▶ PASSAGE TO READ
+ + + +

After illegally ‘deporting’ 57-year-old Nedim Khalilov from occupied Crimea, Russia is now reportedly planning to hospitalize him, probably in order to force-feed him.  Khalilov has said that he will resist this, but is seriously weakened after over a month on hunger strike.  He began this on Nov 24, in protest at Russia’s ‘deportation’ 9 months after the Crimean Tatar lodged a law suit against Russian President Vladimir Putin for invading and occupying Crimea. 

The Crimean Tatar activist has been held in a centre for foreigners in the Krasnodar region of Russia since being forcibly taken from Crimea on Nov 7.  He told the QHA news agency that the other people in the centre support his hunger strike, and that he was simply left with no choice.  This is the only method left to him to fight the violation of his rights.   Although the authorities may now be planning hospitalization, his situation has up till now been ignored.  If, at the beginning, the head of the centre turned up once a day, even that had stopped, and he is not getting any medical care. 

He weighed 75 kilograms before the hunger strike, and has now dropped to around 50, a third of his body mass.  Hardly surprising since he is only drinking water with salt, occasionally instant coffee and no food.  He says that he is not ill in any way, but is emaciated and unable to even stand for long.  He can only take 3 or 4 steps.

+ + + +

▶ SUPPLIED MATERIAL

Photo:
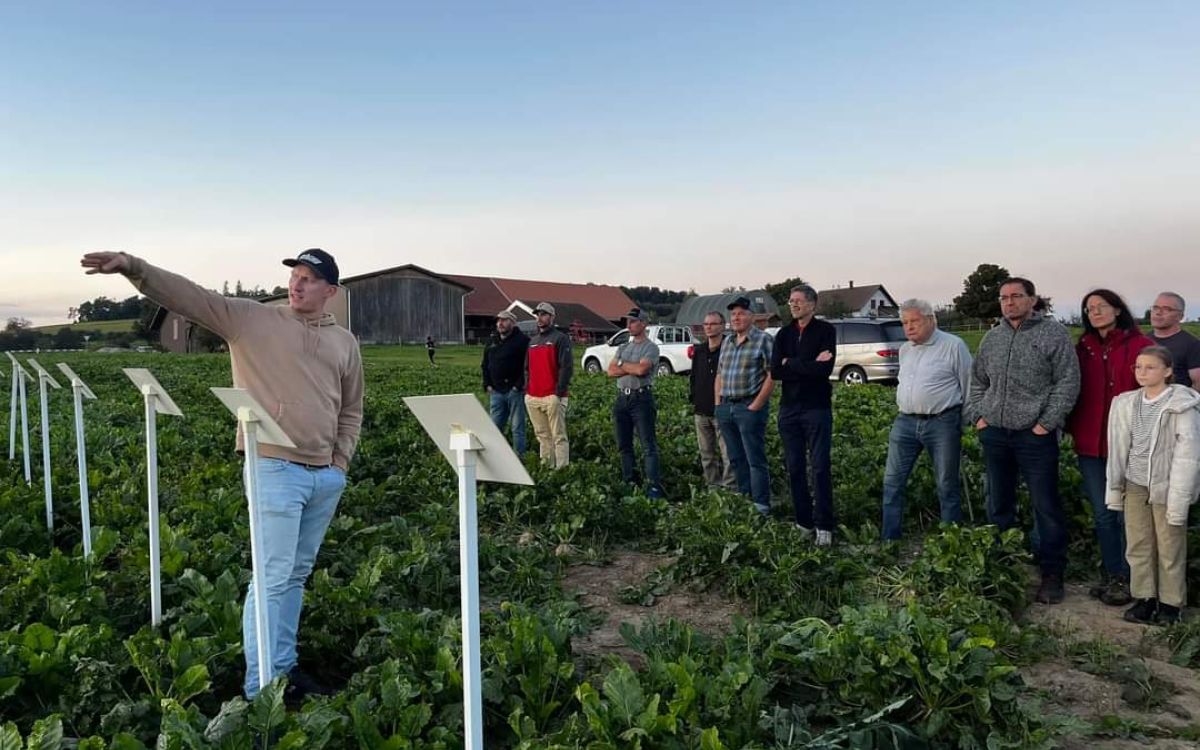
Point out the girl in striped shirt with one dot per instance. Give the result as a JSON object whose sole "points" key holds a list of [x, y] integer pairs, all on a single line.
{"points": [[1153, 474]]}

+ + + +

▶ STUDY QUESTIONS
1: List every place named in the text about Nedim Khalilov's hunger strike.
2: Resume the text about Nedim Khalilov's hunger strike, picking up after its final sentence.
The lines have nothing to do with the text about Nedim Khalilov's hunger strike.

▶ LIST OF ANSWERS
1: Crimea, Russia, Krasnodar region

2:
“From the outset I had two roads – either I remain alive, thin, drained but return myself to Crimea or …. I have written a statement to the prosecutor and President, asking to be buried in my historical homeland, where the graves lie of my father and brother.

Under Ukraine I had my own business, a home.  Under Russia, my family has been destroyed and I have been sent away from my historical homeland.  Hunger strike is my last means of struggle”. 

As reported, a Simferopol court under occupation issued a ‘deportation’ order on Nov 7.  The whole procedure was closer to an abduction than ‘deportation’.  He was given no opportunity to appeal, and was forcibly removed with his documents being taken away from him. 

Russia’s decision to treat Khalilov as an ‘alien’ was almost certainly linked with the legal suit he filed in February 2016 demanding that the actions of the occupation regime and Russian President Vladimir Putin be declared illegal. 

Khalilov has lived in Crimea since 1988, that is, since it became possible for Crimeans to return from the decades of exile following Stalin’s Deportation in 1944.  He was thus in Crimea from Ukraine’s Independence in 1991, but did not, on principle, take a Ukrainian passport, believing he should have a Crimean Tatar passport. 

Khalilov has often been in conflict with the Crimean Tatar Mejlis [representative assembly] in the past, however shared their opposition to Russia’s invasion and occupation of Crimea.

Khalilov is, legally speaking, a stateless person.  This was not a problem in Ukraine, but under Russian occupation is clearly being used as a weapon against a dissident.  It is a brutally cynical weapon.  Khalilov, like the sons and daughters of other Crimean Tatars forcibly deported from their homeland, was merely born in Uzbekistan.  He would, if Russia succeeds in this forced deportation, be arriving in a country where he knows nobody, has no home and no likely way of earning a living.  Crimea is his homeland,  

Nedim Khalilov has formally demanded that the Russian Prosecutor General initiate a criminal investigation over actions which are driving him in this way to suicide.